• **TASK STATEMENT**
Rewrite the passage of the reflection on Christian beliefs starting with "We expanded our" and going on through "responsibilities to God.", putting "spiritual practice" in place of "spiritual tool".

• **TEXT SHOWN**
---
Honestly, I’ve been wrestling with that question most of my life. My answer as someone who appreciates the beautiful mystery of being, has been to conceive of God as the interconnecting love energy of all physical matter.

Part of my process is what we’ve just worked through, together, over the past few weeks: asking What is Necessary? about our beliefs—in our case, our Christian beliefs, to discover what God looks like and how God acts for us right here, right now.

We’ve looked at some of classical Christianity’s most familiar ideologies and dogmas with critical, postmodern eyes. We’ve given ourselves permission, as was the tradition of Jesus’ Jewish ancestors, to comment on everything, adding our voices to a many-thousands-of-years-old conversation.

We discussed the Bible not as literal historical fact (it isn’t), but rather as a library of human religious and existentialist thinking.

We’ve looked to Jesus as a mystic, perfectly connected to and made from God—just as are we all.

We examined the different types of Gospels (“good news”) and discovered there are many more than four gospels about Jesus. We also learned that there are both gospels about Jesus and the gospel he teaches and models.

Our examination of sin reminded us that biblical stories about sin connect individual sins as they relate to the sins of the people as a whole—systemic, corporate sin.

We expanded our definition of sin to begin disassociating it with subjective, dualistic, moral values, instead focusing more deeply on sin as any thought or action, especially systemic, that separates anyone from profoundly experiencing God’s unconditional love.

Then we reignited our desire to repent, because admitting when we mess up is good for our soul and is an essential part of renewing our covenant commitment to God. Confession is a useful spiritual tool because done penitently it leads to renewal that leads to atonement—at-oneness with the Loving Originator of Realities. Repentance helps us fulfill our covenant responsibilities to God.

Now, we can start putting all the pieces together and examine how our views on Jesus, the Bible, sin, and repentance affect the way, and what, we believe about God.

I love the First Testament concept of God as utterly incapable of doing anything anyone in any universe could ever conceive of as evil. Simply, God is love, and the universe, because it is formed from God, is love and will always move toward love.

So even through the ancient, unfortunately current sins of xenophobia, homophobia, love of country over love of God, and irrational fear of anyone whose skin is a different color, God is necessary because otherwise, where do we place our hope in fixing the mess of our current reality? Are we to rely on the evolution of Human beings into a more socially conscious species? That has been a very good plan so far.

I don’t mean to imply that I expect God one day to wave a magic hand in the clouds and make everything all better. God is not a puppet master, laying out reality before us like a cosmic highway. That would be a cruel being.

Instead, I find God is necessary for hope, as the light of peace and love that infuses every soul on the planet. If we’d all just light that fuse (or, if you prefer, if we'd all just let down our guard long enough to let God light that fuse), one by one we change the world.

For the billions of people around the world whose voices are muted and souls enslaved, God is still necessary.
---
• **DATASET ENTRIES**
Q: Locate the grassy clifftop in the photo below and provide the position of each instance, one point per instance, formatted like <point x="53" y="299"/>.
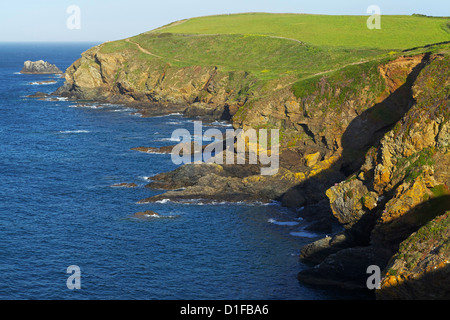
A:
<point x="397" y="32"/>
<point x="369" y="106"/>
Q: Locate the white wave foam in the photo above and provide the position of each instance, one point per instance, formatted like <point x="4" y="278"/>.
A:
<point x="163" y="201"/>
<point x="170" y="139"/>
<point x="283" y="223"/>
<point x="123" y="110"/>
<point x="84" y="106"/>
<point x="75" y="131"/>
<point x="303" y="234"/>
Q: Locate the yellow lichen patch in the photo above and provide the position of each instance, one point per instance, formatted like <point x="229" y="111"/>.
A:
<point x="405" y="199"/>
<point x="312" y="159"/>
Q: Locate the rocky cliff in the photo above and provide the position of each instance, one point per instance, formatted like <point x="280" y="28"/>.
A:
<point x="364" y="146"/>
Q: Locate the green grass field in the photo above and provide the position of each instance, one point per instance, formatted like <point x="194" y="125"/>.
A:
<point x="397" y="32"/>
<point x="277" y="45"/>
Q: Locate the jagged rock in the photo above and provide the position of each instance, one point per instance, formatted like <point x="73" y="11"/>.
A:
<point x="39" y="67"/>
<point x="421" y="268"/>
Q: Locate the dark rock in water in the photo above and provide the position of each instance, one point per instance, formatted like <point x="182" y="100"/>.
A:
<point x="346" y="268"/>
<point x="39" y="67"/>
<point x="293" y="199"/>
<point x="168" y="149"/>
<point x="125" y="185"/>
<point x="147" y="213"/>
<point x="39" y="95"/>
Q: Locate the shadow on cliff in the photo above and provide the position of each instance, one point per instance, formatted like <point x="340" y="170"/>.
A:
<point x="364" y="131"/>
<point x="433" y="285"/>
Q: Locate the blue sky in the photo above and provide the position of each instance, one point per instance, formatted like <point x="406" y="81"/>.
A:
<point x="102" y="20"/>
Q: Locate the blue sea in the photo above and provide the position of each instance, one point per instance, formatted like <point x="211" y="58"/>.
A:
<point x="58" y="209"/>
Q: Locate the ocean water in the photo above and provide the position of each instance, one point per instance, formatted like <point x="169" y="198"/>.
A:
<point x="57" y="207"/>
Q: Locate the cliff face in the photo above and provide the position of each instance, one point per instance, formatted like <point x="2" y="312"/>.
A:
<point x="123" y="77"/>
<point x="366" y="145"/>
<point x="389" y="202"/>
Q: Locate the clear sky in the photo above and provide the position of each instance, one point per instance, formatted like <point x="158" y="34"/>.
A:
<point x="102" y="20"/>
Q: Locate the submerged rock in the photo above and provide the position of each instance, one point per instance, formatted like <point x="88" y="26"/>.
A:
<point x="39" y="67"/>
<point x="147" y="213"/>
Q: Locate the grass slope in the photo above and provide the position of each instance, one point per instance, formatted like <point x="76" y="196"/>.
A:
<point x="397" y="32"/>
<point x="273" y="46"/>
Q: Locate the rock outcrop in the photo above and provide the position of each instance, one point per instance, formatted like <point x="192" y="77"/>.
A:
<point x="397" y="200"/>
<point x="39" y="67"/>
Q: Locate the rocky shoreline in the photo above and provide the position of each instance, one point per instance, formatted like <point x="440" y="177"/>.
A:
<point x="375" y="165"/>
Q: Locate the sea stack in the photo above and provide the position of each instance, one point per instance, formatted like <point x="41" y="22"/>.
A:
<point x="39" y="67"/>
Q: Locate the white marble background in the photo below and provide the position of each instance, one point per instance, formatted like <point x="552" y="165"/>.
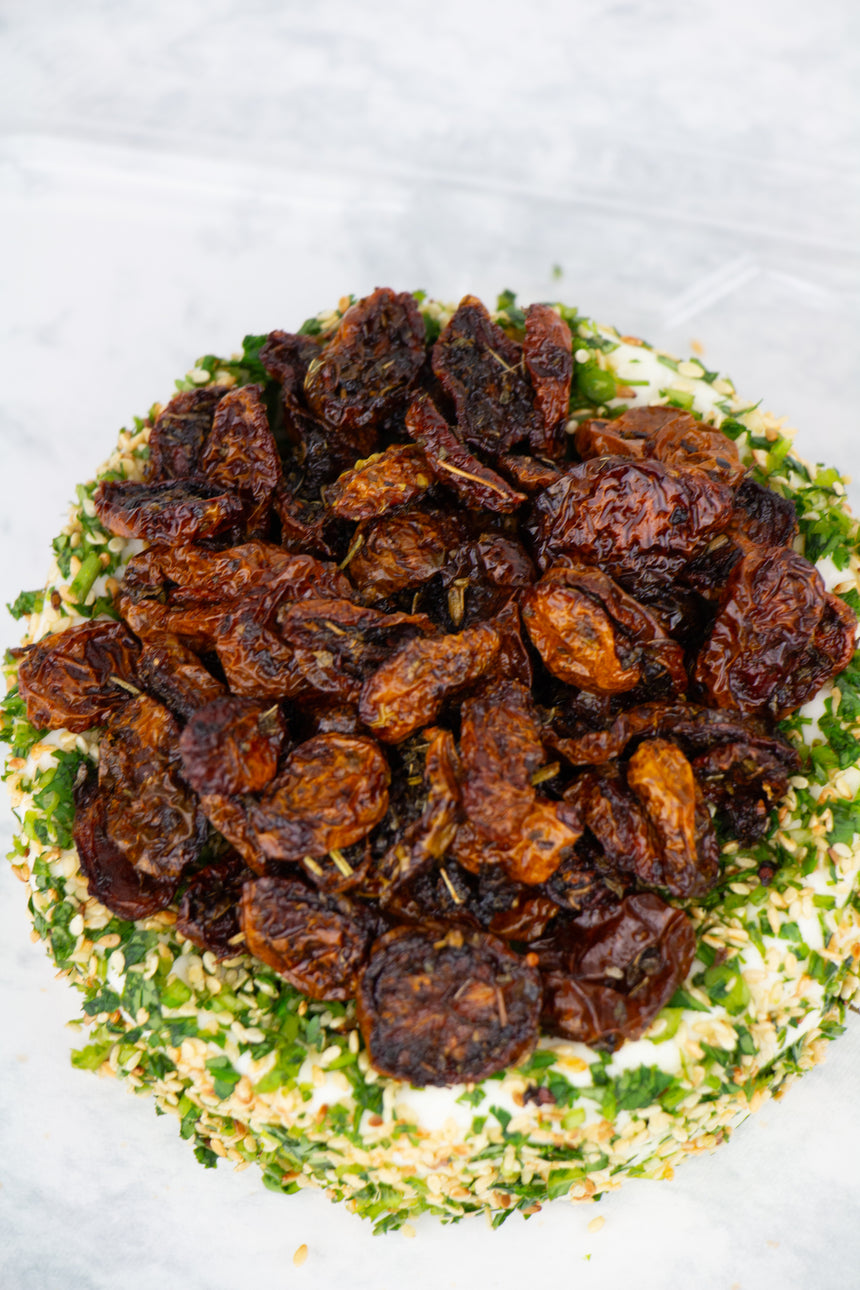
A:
<point x="175" y="174"/>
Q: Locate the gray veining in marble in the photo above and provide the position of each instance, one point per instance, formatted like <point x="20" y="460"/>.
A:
<point x="174" y="174"/>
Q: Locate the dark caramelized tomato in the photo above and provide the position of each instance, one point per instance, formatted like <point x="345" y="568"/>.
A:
<point x="333" y="791"/>
<point x="384" y="480"/>
<point x="454" y="466"/>
<point x="231" y="746"/>
<point x="110" y="875"/>
<point x="240" y="454"/>
<point x="179" y="432"/>
<point x="547" y="352"/>
<point x="400" y="551"/>
<point x="778" y="637"/>
<point x="500" y="748"/>
<point x="481" y="369"/>
<point x="186" y="510"/>
<point x="373" y="357"/>
<point x="408" y="690"/>
<point x="439" y="1005"/>
<point x="74" y="680"/>
<point x="208" y="912"/>
<point x="152" y="814"/>
<point x="315" y="942"/>
<point x="173" y="674"/>
<point x="606" y="984"/>
<point x="636" y="520"/>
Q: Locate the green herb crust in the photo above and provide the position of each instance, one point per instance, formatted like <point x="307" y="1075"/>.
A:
<point x="259" y="1075"/>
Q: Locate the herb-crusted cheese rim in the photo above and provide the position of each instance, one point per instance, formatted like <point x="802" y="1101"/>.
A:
<point x="258" y="1073"/>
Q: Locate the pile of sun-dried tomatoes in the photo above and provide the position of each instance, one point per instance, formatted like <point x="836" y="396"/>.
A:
<point x="426" y="701"/>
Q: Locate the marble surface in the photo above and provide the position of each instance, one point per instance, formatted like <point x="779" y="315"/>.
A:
<point x="174" y="174"/>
---
• **RESULT OF THIS EXERCISE**
We expanded our definition of sin to begin disassociating it with subjective, dualistic, moral values, instead focusing more deeply on sin as any thought or action, especially systemic, that separates anyone from profoundly experiencing God’s unconditional love.

Then we reignited our desire to repent, because admitting when we mess up is good for our soul and is an essential part of renewing our covenant commitment to God. Confession is a useful spiritual practice because done penitently it leads to renewal that leads to atonement—at-oneness with the Loving Originator of Realities. Repentance helps us fulfill our covenant responsibilities to God.